▸ **PROMPT A**
Please write out the whole book review below, word for word.

-- Start TEXT SEGMENT --

Anyway, the conceit (an alternate history where WW2 went slightly differently, and also Israel lost in 1947, and through a bunch of political compromises there ended up being an autonomous federal district carved out in Alaska as a temporary national home for the Jewish people - ‘temporary’ meaning expiring on the near year as the novel takes place) is just fascinating, and Chabon had a lot of fun with little offhand references to how different the rest of the world has gotten, too. The fact that everyone speaks Yiddish but with occasional catch phrases and curses called out as being said in American was cute, too.
The story itself was just incredibly, almost painfully noir - genius of a police detective with a ruined marriage, crippling alcoholism, and no future is woken up in the middle of the night because a heroin addict who boards in the same hotel as him was found dead by gunshot, discovers that the victim was the firstborn son of a prominent underworld/religious authority, disowned and ostracized for being gay, through this he stumbles into a sinister conspiracy involving the CIA and the death of his sister. He can’t stop the conspiracy but he might just be able to get justice for the murder, etc, etc. The commitment to the genre is fun,but the late night diners and descriptions of hangovers do begin to get old eventually.

-- End TEXT SEGMENT --
-- Start TASK INPUT --

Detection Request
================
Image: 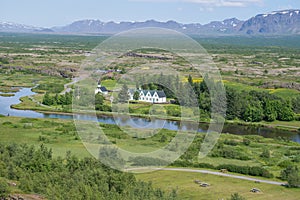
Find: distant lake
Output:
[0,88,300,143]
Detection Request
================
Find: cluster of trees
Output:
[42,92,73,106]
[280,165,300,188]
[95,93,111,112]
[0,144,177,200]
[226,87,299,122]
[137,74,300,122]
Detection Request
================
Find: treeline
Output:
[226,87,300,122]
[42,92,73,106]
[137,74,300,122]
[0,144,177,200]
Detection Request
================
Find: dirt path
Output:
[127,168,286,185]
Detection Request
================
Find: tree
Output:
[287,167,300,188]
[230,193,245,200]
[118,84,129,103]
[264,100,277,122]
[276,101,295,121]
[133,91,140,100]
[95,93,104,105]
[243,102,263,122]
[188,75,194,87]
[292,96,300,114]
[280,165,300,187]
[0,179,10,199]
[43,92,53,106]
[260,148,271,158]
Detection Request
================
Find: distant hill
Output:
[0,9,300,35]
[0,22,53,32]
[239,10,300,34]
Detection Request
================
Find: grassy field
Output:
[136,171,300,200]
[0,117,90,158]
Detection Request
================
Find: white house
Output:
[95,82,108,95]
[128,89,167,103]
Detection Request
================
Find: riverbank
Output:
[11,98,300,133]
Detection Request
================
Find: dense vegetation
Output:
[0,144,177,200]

-- End TASK INPUT --
-- Start TASK INPUT --

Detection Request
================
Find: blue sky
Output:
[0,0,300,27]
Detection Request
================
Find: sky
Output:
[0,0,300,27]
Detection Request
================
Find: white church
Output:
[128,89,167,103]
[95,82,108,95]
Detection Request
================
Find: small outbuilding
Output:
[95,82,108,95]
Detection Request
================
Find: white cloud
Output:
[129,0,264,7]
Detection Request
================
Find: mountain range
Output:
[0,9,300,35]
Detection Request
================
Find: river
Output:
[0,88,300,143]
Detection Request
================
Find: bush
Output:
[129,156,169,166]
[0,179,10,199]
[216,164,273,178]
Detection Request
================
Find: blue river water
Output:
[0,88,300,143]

-- End TASK INPUT --

▸ **PROMPT B**
Report each row above that contains the word "distant", matching case.

▸ **TASK ANSWER A**
Anyway, the conceit (an alternate history where WW2 went slightly differently, and also Israel lost in 1947, and through a bunch of political compromises there ended up being an autonomous federal district carved out in Alaska as a temporary national home for the Jewish people - ‘temporary’ meaning expiring on the near year as the novel takes place) is just fascinating, and Chabon had a lot of fun with little offhand references to how different the rest of the world has gotten, too. The fact that everyone speaks Yiddish but with occasional catch phrases and curses called out as being said in American was cute, too.
The story itself was just incredibly, almost painfully noir - genius of a police detective with a ruined marriage, crippling alcoholism, and no future is woken up in the middle of the night because a heroin addict who boards in the same hotel as him was found dead by gunshot, discovers that the victim was the firstborn son of a prominent underworld/religious authority, disowned and ostracized for being gay, through this he stumbles into a sinister conspiracy involving the CIA and the death of his sister. He can’t stop the conspiracy but he might just be able to get justice for the murder, etc, etc. The commitment to the genre is fun,but the late night diners and descriptions of hangovers do begin to get old eventually.

▸ **TASK ANSWER B**
Find: distant lake
Find: distant hill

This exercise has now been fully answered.